══ EXTRACTED ENTRIES

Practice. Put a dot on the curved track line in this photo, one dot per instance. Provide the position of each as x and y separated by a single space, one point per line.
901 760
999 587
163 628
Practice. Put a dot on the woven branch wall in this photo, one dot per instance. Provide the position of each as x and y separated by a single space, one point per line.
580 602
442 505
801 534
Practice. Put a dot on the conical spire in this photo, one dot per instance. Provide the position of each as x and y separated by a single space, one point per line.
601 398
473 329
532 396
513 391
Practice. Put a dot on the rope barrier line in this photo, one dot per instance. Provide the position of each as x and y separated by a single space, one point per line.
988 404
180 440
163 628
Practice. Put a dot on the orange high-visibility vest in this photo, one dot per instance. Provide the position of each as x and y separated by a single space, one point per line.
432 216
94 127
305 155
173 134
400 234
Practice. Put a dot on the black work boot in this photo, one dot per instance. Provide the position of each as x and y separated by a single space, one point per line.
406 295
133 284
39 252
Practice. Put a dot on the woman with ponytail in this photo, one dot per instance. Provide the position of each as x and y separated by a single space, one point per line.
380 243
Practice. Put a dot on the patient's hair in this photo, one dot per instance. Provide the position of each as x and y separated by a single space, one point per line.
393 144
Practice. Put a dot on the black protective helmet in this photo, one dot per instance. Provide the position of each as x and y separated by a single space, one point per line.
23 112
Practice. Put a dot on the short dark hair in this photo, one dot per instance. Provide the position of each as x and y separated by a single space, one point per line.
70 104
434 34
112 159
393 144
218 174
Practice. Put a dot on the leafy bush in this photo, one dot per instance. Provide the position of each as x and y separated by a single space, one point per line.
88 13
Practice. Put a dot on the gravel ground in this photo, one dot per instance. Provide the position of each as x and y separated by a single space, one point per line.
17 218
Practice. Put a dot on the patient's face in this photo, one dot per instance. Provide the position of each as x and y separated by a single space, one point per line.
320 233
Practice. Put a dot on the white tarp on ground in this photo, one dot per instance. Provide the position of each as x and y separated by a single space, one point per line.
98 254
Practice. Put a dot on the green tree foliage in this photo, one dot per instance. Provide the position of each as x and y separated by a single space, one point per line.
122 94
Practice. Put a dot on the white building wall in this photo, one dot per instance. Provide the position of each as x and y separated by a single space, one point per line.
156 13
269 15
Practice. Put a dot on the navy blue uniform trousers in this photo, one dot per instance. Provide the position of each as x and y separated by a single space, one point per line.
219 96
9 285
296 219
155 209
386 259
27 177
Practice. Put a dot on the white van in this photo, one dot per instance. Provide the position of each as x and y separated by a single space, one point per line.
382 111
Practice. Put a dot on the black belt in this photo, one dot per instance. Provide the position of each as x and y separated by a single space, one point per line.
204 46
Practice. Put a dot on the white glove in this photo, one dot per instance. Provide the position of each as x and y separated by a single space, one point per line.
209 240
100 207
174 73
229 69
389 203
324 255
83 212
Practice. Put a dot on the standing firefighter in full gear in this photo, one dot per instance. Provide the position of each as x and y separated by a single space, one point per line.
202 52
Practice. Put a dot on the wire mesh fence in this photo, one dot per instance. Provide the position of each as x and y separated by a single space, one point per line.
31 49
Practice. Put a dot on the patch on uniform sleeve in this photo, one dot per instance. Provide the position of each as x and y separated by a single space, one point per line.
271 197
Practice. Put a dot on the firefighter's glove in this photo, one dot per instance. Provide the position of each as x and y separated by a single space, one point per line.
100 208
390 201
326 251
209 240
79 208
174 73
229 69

════

- [TASK STATEMENT]: Quote all of the records above verbatim, keeping every line unchanged.

- [SOLUTION]:
Practice. Put a dot on the curved track line in this photo, one dot per instance. Provide the position of each as x and y separated by a single space, one point per line.
901 760
999 587
163 628
Practice. Put a dot on the woven branch wall in this photo, one dot per instance. Provide the position of each as x and y separated by a single space, one point per line.
580 602
442 505
801 534
Practice. Put a dot on the conical spire in this photo, one dot per instance. Provide the position of each as x and y separated by a single space, one point per line.
601 398
473 329
532 396
513 391
Practice. Put a dot on the rope barrier line in this photo, one dot per instance. Provide the position of each as x and y separated by a single space, one point per line.
988 404
180 440
163 628
Practice. Put a dot on the orange high-visibility vest in this photo, one dot per instance. Provide the position of each as x and y separated by a single space, one point per line.
432 216
94 127
305 155
173 134
400 234
Practice. Put a dot on the black work boot in this photo, one dot per instance. Provide the position of each as x and y separated by a single space, one point per line.
406 295
133 284
39 252
Practice. Put a dot on the woman with ponytail in this photo, one dot per instance. Provide the position of each as x and y separated by a single space, one point per line.
380 243
Practice. Put a dot on the patient's hair in this photo, one dot per instance. Provide the position of each as x and y separated by a single space, one point per line.
393 144
Practice. Put a dot on the black protective helmet in this photo, one dot per instance. Provide the position of each as x and y separated by a single space, one point per line.
23 112
Practice. Put a dot on the short dark hair in this photo, one dot per instance. Provide the position of each as x and y separated by a single space, one point per line.
70 104
434 34
112 159
393 144
218 174
Practice. Put a dot on the leafy bush in this photo, one dot per instance. Provide the position of each as x and y separated by a single space, one point per line.
88 13
Practice. Put a dot on the gravel ground in this photo, one dot per instance. Provide the position of each as x and y separated by a single space, one point per line.
17 218
Practice. Put a dot on the patient's face in this photo, one dot per instance. Provide the position of each as x and y separated by a single space, one point per line.
320 233
Practice. Put a dot on the white tarp on ground in this photo, one dot per instance. Provide the position of each as x and y separated by a single space, one point per line.
98 254
Practice. Put a dot on the green tree foliage in this photo, one dot per instance. Provide the position of each as x and y separated by a single space, one point per line.
122 94
Practice. Put a dot on the white building wall in this photo, one dot per instance. Provide the position of each as x and y separated by a single space, one point per line.
156 13
269 15
Practice. Put a dot on the navy blue uniform trousers in this photo, one dot per instance. Provide the position of each as x and y separated by a single space, one point per line.
219 96
9 285
296 219
155 209
386 259
27 177
Practice. Put a dot on the white van in this photo, one dot per instance. Provide the position of each as x and y separated by a single space, one point per line.
382 111
Practice. Put a dot on the black belt in this photo, one dot per instance. Provide the position of each as x and y separated by a single space, one point per line.
204 46
Practice. Put a dot on the white glove in this photo, one dot per instance. Provide the position of each as x and y separated by a single space, one point per line.
209 240
100 207
174 73
229 69
389 203
324 255
83 212
Practice. Put a dot on the standing firefighter in full gear in this photo, one dot per instance. Provide the position of each as x and y separated by a single space, one point per line.
202 52
Practice. Put a dot on the wire mesh fence in this photo, one dot per instance. Provide the position of each as x and y separated by a single space, one point per line.
31 49
Practice. Put a dot on the patch on uniform sleeve in this photo, one dot per instance. Provide the position of each as x and y separated by a single space, one point per line.
271 197
Practice. Put a dot on the firefighter's glove in this photo, one dot per instance. Provide the position of each as x and y separated by a single space, one point per line.
100 208
390 201
326 251
209 240
79 208
174 73
229 69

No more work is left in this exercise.